§ **EXERCISE BRIEF**
Identify each line of the material below that contains the string "long", and copy those lines.

--- Start of AVAILABLE DATA ---

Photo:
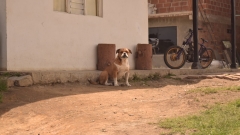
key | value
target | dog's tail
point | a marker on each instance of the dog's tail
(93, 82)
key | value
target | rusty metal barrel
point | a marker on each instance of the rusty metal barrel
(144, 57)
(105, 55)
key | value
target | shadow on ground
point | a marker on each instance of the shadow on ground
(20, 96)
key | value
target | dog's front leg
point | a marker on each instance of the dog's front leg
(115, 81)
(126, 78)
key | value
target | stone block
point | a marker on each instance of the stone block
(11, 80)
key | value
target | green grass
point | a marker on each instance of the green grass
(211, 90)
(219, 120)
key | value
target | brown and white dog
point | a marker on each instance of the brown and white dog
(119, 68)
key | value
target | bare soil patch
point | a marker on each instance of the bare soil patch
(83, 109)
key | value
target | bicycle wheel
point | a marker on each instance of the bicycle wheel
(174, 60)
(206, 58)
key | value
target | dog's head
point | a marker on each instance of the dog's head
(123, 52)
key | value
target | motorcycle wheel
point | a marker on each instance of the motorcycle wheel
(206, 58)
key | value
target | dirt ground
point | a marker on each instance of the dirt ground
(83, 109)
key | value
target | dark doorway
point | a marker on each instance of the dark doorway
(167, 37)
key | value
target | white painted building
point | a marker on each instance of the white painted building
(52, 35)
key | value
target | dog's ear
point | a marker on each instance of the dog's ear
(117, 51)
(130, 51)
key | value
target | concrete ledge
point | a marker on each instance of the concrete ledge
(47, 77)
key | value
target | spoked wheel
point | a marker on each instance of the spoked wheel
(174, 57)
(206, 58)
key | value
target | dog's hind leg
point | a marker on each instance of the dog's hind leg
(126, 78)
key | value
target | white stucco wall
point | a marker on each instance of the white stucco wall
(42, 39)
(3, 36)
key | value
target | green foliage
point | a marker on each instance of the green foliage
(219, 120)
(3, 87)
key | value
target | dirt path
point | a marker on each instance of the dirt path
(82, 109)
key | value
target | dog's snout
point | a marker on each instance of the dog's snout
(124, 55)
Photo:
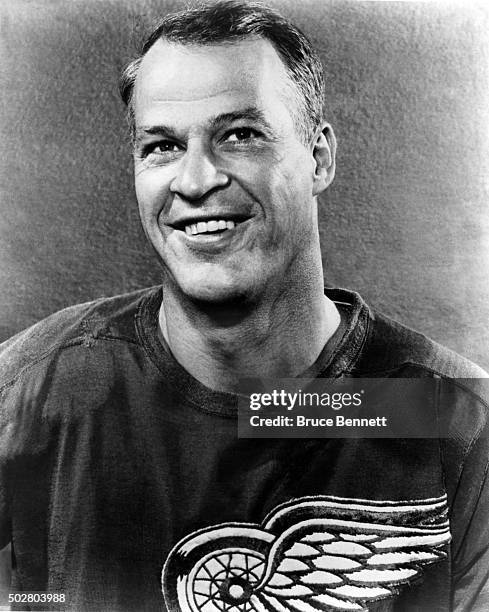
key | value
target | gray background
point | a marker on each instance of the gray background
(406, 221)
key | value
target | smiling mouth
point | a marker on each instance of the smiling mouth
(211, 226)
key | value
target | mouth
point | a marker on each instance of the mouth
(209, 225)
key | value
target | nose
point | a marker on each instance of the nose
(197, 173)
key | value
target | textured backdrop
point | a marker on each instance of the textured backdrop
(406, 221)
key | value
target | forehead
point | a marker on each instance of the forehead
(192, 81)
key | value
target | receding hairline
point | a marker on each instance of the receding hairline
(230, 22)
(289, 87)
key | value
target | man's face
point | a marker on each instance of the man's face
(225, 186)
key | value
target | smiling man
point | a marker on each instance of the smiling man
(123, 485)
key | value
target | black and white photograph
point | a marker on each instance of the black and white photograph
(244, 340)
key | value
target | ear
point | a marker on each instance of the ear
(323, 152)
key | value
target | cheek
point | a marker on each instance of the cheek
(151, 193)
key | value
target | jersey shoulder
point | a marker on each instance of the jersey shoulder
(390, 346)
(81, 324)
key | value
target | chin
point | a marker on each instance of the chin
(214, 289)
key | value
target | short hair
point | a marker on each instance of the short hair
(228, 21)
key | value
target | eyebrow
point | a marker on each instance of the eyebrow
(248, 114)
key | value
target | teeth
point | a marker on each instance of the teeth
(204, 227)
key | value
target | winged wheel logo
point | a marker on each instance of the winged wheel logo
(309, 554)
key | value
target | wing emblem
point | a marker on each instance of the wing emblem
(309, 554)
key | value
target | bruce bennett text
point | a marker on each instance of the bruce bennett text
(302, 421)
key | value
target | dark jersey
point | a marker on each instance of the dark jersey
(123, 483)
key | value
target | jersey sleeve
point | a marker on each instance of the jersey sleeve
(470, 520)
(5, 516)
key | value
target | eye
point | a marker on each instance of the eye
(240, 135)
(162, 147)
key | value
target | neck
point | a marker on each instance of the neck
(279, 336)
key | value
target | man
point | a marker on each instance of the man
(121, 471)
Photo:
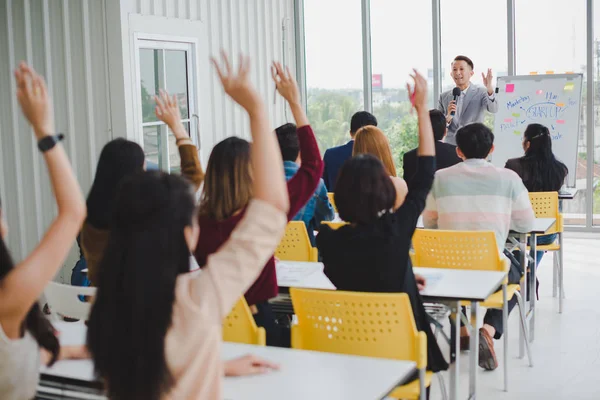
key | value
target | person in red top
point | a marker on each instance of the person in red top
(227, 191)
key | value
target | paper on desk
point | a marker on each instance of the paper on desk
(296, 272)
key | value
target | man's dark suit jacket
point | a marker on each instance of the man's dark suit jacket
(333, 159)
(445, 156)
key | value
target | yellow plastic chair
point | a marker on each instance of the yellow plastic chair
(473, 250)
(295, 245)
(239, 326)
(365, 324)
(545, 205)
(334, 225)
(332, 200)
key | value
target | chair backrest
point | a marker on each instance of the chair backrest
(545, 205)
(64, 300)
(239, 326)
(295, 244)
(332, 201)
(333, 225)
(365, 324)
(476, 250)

--- End of AVAILABLE DATA ---
--- Start of AVAILABLE DATA ---

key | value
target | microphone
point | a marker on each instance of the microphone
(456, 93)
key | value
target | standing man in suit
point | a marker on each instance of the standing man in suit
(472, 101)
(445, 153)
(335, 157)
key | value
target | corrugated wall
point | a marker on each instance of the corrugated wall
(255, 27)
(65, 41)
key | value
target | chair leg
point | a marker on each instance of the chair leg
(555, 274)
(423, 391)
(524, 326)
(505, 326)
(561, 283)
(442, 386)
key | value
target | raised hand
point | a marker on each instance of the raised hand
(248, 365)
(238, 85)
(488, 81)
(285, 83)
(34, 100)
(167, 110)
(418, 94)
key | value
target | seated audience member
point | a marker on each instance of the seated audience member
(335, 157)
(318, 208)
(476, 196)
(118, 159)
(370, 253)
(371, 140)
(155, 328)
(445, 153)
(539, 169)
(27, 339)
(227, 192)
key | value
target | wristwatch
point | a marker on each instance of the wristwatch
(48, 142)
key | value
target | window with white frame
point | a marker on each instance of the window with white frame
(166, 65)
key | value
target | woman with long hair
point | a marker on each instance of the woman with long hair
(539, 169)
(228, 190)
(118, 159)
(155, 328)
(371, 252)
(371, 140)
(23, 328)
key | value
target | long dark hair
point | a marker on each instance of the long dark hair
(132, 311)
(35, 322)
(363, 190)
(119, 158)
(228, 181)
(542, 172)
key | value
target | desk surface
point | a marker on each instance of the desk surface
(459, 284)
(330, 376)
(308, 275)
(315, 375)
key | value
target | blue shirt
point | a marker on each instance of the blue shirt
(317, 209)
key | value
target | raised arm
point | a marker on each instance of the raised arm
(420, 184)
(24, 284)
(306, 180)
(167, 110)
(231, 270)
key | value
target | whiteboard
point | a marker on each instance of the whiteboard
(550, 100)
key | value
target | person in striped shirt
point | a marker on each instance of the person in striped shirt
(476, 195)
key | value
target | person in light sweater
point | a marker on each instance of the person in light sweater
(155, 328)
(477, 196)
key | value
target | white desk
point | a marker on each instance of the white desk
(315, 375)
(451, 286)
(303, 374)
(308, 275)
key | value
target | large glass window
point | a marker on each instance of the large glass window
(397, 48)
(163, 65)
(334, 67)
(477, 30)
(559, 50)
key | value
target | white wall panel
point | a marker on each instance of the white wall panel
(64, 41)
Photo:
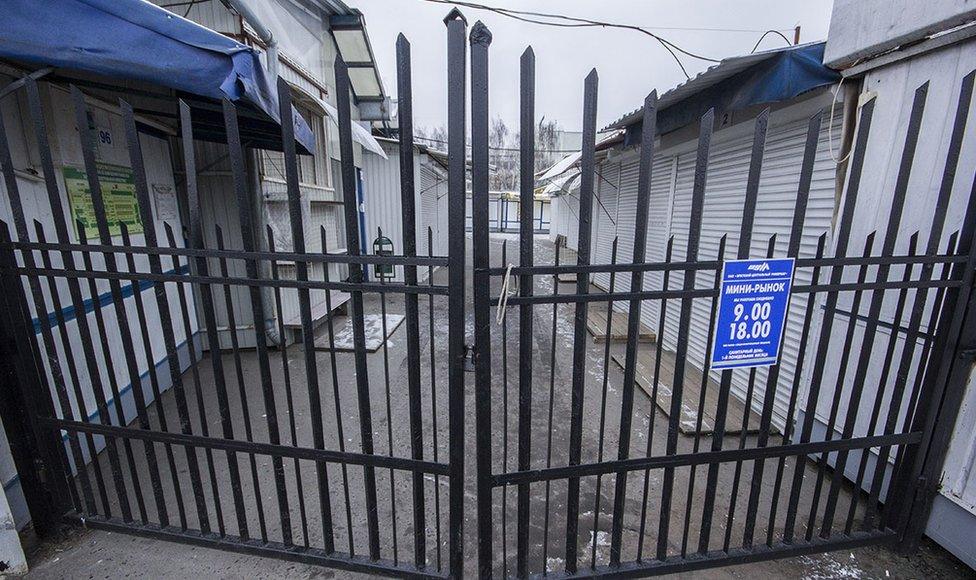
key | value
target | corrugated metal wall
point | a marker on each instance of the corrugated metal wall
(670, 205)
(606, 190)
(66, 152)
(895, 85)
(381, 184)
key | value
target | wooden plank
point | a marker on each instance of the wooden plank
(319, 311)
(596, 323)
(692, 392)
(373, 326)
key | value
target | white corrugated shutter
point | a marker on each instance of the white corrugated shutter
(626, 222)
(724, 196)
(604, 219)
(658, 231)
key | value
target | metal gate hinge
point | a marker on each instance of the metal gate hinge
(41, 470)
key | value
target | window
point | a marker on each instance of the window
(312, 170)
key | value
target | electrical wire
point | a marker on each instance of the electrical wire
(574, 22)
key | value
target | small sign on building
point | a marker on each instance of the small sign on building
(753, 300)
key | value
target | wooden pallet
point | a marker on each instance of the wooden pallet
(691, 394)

--- End of AVAILABLE DATA ---

§ **RESULT BELOW**
target | woman with long hair
point | a marker on each instance of the woman with long hair
target | long dark hair
point | a marker on each instance of the long dark hair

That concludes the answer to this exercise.